## TRY IT:
Every line of the listing below is to be duplicated exactly, with the pictures left out.
=== Begin Enclosure ===
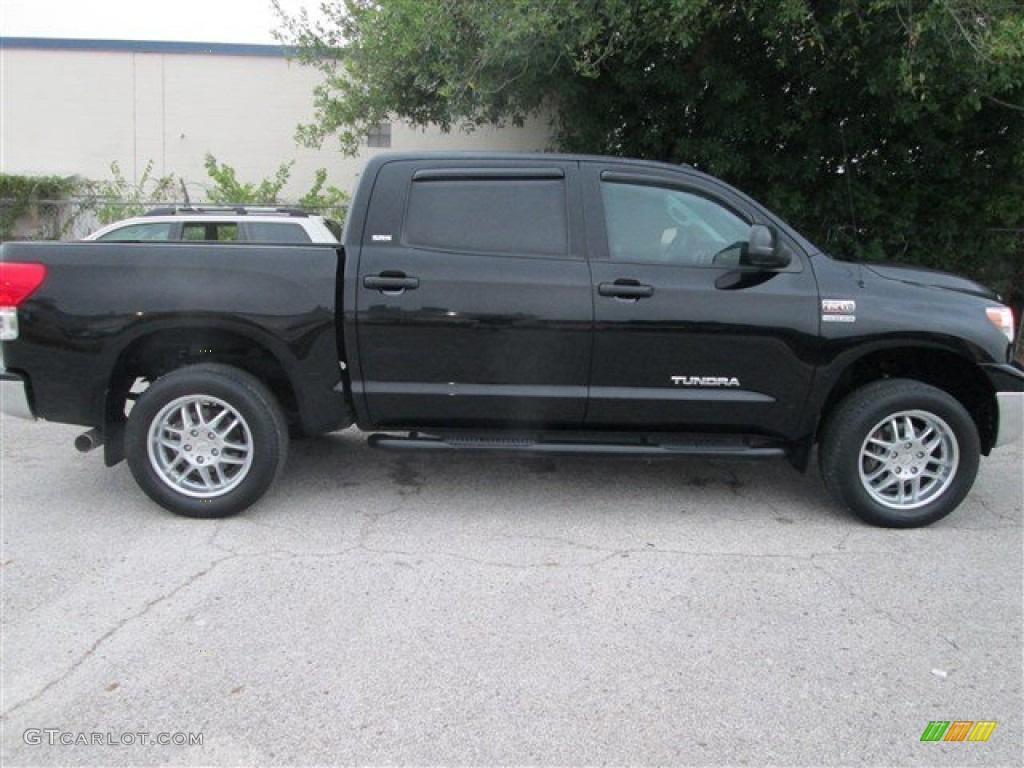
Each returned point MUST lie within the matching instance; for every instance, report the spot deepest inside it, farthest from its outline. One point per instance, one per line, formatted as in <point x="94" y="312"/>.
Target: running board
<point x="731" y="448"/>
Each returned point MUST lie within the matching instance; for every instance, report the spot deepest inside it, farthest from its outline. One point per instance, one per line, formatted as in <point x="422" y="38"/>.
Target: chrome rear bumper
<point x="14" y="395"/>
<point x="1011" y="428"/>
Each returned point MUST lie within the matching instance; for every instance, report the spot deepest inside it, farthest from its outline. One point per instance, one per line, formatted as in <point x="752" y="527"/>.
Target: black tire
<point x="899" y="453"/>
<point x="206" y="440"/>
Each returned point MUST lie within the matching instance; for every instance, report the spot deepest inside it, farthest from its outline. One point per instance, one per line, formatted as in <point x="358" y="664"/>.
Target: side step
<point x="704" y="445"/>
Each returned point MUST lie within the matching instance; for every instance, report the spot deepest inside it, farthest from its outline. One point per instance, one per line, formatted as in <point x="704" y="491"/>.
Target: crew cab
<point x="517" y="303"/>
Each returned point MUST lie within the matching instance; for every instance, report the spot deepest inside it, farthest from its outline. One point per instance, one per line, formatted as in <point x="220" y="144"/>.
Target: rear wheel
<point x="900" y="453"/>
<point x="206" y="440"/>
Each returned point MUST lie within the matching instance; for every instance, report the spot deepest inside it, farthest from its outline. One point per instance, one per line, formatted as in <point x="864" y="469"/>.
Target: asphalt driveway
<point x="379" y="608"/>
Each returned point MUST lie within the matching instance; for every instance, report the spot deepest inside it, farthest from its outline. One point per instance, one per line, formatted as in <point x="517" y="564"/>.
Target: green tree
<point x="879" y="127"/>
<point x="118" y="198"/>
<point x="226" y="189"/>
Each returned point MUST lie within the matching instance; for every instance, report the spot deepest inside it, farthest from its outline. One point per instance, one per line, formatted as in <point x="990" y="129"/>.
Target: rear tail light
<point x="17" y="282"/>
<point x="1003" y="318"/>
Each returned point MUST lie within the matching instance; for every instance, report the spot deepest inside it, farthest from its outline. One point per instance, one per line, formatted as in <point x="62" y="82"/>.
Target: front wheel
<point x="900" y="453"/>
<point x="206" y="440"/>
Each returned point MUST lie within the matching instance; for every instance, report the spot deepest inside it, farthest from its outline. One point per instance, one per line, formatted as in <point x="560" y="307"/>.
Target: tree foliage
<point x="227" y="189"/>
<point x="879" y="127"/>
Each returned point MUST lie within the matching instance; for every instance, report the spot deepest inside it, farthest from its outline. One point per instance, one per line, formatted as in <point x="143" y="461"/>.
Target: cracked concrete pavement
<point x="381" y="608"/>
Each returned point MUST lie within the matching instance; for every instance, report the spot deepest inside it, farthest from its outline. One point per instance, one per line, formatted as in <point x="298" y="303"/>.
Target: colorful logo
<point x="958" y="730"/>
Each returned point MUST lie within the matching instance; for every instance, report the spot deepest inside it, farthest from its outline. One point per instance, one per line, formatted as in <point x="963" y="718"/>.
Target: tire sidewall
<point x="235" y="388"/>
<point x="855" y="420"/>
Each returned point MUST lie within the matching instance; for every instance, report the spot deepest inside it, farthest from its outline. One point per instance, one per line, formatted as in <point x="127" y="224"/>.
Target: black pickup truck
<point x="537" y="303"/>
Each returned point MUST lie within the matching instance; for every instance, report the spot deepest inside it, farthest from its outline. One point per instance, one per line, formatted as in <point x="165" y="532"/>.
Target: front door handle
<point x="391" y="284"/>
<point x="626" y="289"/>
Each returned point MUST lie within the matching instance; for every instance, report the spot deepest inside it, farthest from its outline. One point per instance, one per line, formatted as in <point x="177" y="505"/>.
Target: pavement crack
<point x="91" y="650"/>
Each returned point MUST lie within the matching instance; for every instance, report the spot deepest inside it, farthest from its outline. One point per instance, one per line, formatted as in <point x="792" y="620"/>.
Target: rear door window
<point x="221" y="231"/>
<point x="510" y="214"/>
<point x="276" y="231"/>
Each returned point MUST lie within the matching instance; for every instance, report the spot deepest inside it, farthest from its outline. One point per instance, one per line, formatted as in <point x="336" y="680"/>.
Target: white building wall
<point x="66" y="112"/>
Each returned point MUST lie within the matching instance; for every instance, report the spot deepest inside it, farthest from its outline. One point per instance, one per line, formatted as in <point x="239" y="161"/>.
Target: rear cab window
=== End Enclosure ===
## PROBLEM SOLUTION:
Each returned point MUST lie within the matching instance; for every instance, report the spot deepest inside it, farthest from its outline. One point per instance, one per line, formatted as in <point x="94" y="312"/>.
Target: running board
<point x="731" y="448"/>
Each returned point MUST lie within the matching instance; for every instance, report the spot deepest inside it, farthest from its outline. One point per instance, one per line, formatted as in <point x="422" y="38"/>.
Target: chrome rear bumper
<point x="14" y="395"/>
<point x="1011" y="428"/>
Each returned point MUST lie within the matching instance; for every instance, report the spot deepest inside it, farthest from its outline. One point per instance, one per line, formatted as in <point x="752" y="527"/>.
Target: black tire
<point x="899" y="453"/>
<point x="206" y="440"/>
Each returned point MUST lie within the matching instance; for every instance, report the spot deepest inside it, farthest from its outline. One point per instance, one per line, formatted as in <point x="358" y="664"/>.
Target: side step
<point x="704" y="445"/>
Each returned point MUST lie within the matching instance; for every instance, report the spot deepest inside it, farthest from its outline. One point per instance, one per line, formatted as in <point x="704" y="491"/>.
Target: crew cab
<point x="517" y="303"/>
Each returned point MUST lie within the matching instance; for every instance, report the spot deepest inside it, farthest from its outline. One point per instance, one per line, formatted as in <point x="220" y="144"/>.
Target: rear wheel
<point x="900" y="453"/>
<point x="206" y="440"/>
Each returned point MUST lie within the matching instance; for every instance, report the spot deepest inside it, farthest from its outline. One point per instance, one per line, formatted as in <point x="864" y="469"/>.
Target: asphalt driveway
<point x="379" y="608"/>
Each returned point MUST lie within the matching instance; for every instance, report the spot deepest inside it, farthest from its outline. One point per instance, one per line, formatted as in <point x="517" y="564"/>.
Target: green tree
<point x="879" y="127"/>
<point x="118" y="198"/>
<point x="226" y="189"/>
Each returned point MUST lie within the matching instance; for every instance, report the spot deepest inside it, farthest from its outline. One point per instance, one per line, formatted as in <point x="990" y="129"/>.
Target: rear tail light
<point x="17" y="282"/>
<point x="1003" y="318"/>
Each returned point MUST lie within the matching instance; for every instance, report the spot deepest inside it, farthest from its outline. One point per instance, one per line, formatted as in <point x="62" y="82"/>.
Target: front wheel
<point x="900" y="453"/>
<point x="206" y="440"/>
Each returned point MUST lie within the matching instance; for every instance, report the spot deepest inside it, farthest from its outline. One point per instance, one per line, formatted as in <point x="560" y="307"/>.
Target: tree foliage
<point x="227" y="189"/>
<point x="879" y="127"/>
Each returned point MUST lie within the matching instance; for every instance, report the spot deepest inside it, farthest from its outline. One point per instance, one per line, formatted as in <point x="143" y="461"/>.
Target: cracked concrete pavement
<point x="381" y="608"/>
Each returned point MUST lie within the matching instance; for every instance, report the spot deepest inside it, farthest from its outline. One point per instance, one per line, formatted as in <point x="298" y="303"/>.
Target: colorful logo
<point x="958" y="730"/>
Each returned point MUST lie within the matching instance; for every instance, report the spot deepest inside it, farthest from its outline. One point per instance, one per line, formatted as in <point x="963" y="718"/>.
Target: tire sidewall
<point x="235" y="388"/>
<point x="855" y="420"/>
Each returned point MUST lie within the matching instance; for every instance, report the spot deepest inside it, farthest from its outline. One point per instance, one per line, formatted as in <point x="127" y="224"/>.
Target: black pickup truck
<point x="537" y="303"/>
Each returned point MUST lie within the matching instance; for every instance, report the spot deepest inside it, farthest from its outline. One point per instance, one per line, formatted as in <point x="165" y="532"/>.
Target: front door handle
<point x="391" y="284"/>
<point x="626" y="289"/>
Each returned point MUST lie within the matching instance; for every instance, report the spot deepest inside it, farthest from its outline. One point per instance, one per line, formatted as in <point x="177" y="505"/>.
Target: pavement crack
<point x="91" y="650"/>
Each returned point MUST lie within the matching instance; for every instance, report the spot deepest inside it, farthest from its outline. One point per instance, one per line, formatted as in <point x="792" y="620"/>.
Target: rear door window
<point x="221" y="231"/>
<point x="510" y="214"/>
<point x="276" y="231"/>
Each returned point MUST lie within the matching instance; for every instance, report the spot deepest inside it, farthest from its outline. One point per instance, one per line, formatted as in <point x="336" y="680"/>.
Target: white building wall
<point x="66" y="112"/>
Each returned point MUST lie within the matching instance; for every instance, report the spot deepest inside it, farthest from its outline. One point per instance, one per line, formatted as in <point x="239" y="161"/>.
Target: rear cab window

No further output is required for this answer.